[Extract provided]

+-------+

Brahan Castle was situated 3.5 mi south-west of Dingwall, in Easter Ross, Highland Scotland. The castle belonged to the Earls of Seaforth, chiefs of the Clan Mackenzie, who dominated the area.

==History==
Brahan Castle was built by Colin Mackenzie, 1st Earl of Seaforth in 1611. Kenneth Mackenzie, a labourer on the estate, was a reputed seer who made a number of prophecies in the later 17th century. He is remembered as the Brahan Seer.

The Mackenzies were prominent Jacobites, and took part in the Jacobite risings of 1715, 1719 and 1745. The Siege of Brahan took place in November 1715. William Mackenzie, 5th Earl of Seaforth, was attainted, forfeiting the estate, which in 1725 became the headquarters of General Wade during his "pacification" of the Highlands.

The estate was later sold back to the Mackenzie family, although the direct line of descent died out in 1781. The estate passed to Francis Mackenzie, 1st Baron Seaforth who carried out tree planting in the grounds. On his death in 1815, Brahan passed to the baron's eldest daughter Mary Elizabeth Frederica Mackenzie who married James Alexander Stewart of Glasserton in 1817. During the first half of the 19th century, the castle was rebuilt and extended as a large country house.

+-------+

[Information supplied]
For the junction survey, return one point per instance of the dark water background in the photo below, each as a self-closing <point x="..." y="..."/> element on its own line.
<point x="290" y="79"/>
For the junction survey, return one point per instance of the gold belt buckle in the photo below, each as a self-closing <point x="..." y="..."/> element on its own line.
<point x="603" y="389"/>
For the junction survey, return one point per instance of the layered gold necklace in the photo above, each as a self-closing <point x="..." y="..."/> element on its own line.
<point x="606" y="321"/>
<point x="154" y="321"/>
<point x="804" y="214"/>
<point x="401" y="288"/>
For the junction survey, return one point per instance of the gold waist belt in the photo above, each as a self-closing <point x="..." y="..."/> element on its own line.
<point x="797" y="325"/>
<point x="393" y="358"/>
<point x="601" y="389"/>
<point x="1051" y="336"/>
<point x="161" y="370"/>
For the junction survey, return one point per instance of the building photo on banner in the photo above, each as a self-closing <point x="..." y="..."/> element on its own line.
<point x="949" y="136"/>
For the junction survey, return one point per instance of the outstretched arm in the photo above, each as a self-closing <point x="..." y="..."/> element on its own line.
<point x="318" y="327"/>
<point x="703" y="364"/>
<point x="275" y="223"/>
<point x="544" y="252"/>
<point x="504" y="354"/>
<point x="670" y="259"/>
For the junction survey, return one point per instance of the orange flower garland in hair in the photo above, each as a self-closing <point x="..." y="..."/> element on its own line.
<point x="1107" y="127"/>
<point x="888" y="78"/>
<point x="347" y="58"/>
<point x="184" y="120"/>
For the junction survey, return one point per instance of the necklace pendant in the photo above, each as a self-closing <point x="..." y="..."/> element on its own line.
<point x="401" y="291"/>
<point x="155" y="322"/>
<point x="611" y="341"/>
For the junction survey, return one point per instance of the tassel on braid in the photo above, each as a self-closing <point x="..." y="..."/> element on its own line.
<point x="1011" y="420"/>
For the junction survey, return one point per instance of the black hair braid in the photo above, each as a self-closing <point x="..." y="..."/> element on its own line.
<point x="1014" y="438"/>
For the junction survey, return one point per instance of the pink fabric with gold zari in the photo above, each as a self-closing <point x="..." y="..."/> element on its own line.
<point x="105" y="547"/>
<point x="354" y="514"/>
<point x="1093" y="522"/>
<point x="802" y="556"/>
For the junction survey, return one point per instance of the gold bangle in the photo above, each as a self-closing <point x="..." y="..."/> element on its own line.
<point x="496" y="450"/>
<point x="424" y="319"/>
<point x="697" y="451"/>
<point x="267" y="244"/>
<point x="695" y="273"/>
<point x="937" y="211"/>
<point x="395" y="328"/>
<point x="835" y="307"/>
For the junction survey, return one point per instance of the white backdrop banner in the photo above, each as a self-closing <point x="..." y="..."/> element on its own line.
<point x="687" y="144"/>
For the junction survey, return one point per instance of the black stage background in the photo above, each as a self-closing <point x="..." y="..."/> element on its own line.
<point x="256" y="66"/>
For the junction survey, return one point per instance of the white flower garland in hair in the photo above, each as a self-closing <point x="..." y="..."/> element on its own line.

+-------+

[Exercise requirements]
**a.** For each statement, say yes or no depending on whether the Brahan Castle text agrees with it, and quote the exact words from the text that decide it. (i) Colin Mackenzie, 1st Earl of Seaforth, built the castle in 1611. (ii) The Siege of Brahan happened in November 1745. (iii) Mary Elizabeth Frederica Mackenzie married James Alexander Stewart of Glasserton in 1817.
**b.** Go on with the Brahan Castle text, starting right after its last sentence.
The listing is separate material and has nothing to do with the Brahan Castle text.

[Task answers]
**a.**
(i) Yes: "Brahan Castle was built by Colin Mackenzie, 1st Earl of Seaforth in 1611."
(ii) No: "The Siege of Brahan took place in November 1715."
(iii) Yes: "Brahan passed to the baron's eldest daughter Mary Elizabeth Frederica Mackenzie who married James Alexander Stewart of Glasserton in 1817."

**b.**
James Stewart-Mackenzie was created Baron Seaforth in 1921, but on his death without heir in 1923, he left the estate to a trust. Brahan Castle was briefly requisitioned during World War II, and after the war its condition deteriorated. In the early 1950s the building was demolished, leaving only the north wall of the 19th-century building, which served as a garden ornament. The stable block survives, and is now known as Brahan House. Several heraldic panels and other decorative stones are preserved in the house.

A monument on the estate, around 1 mi west of the site of the castle, commemorates the death in 1823 of Caroline Mackenzie, daughter of the last earl, who died after being thrown from a pony carriage near the same location.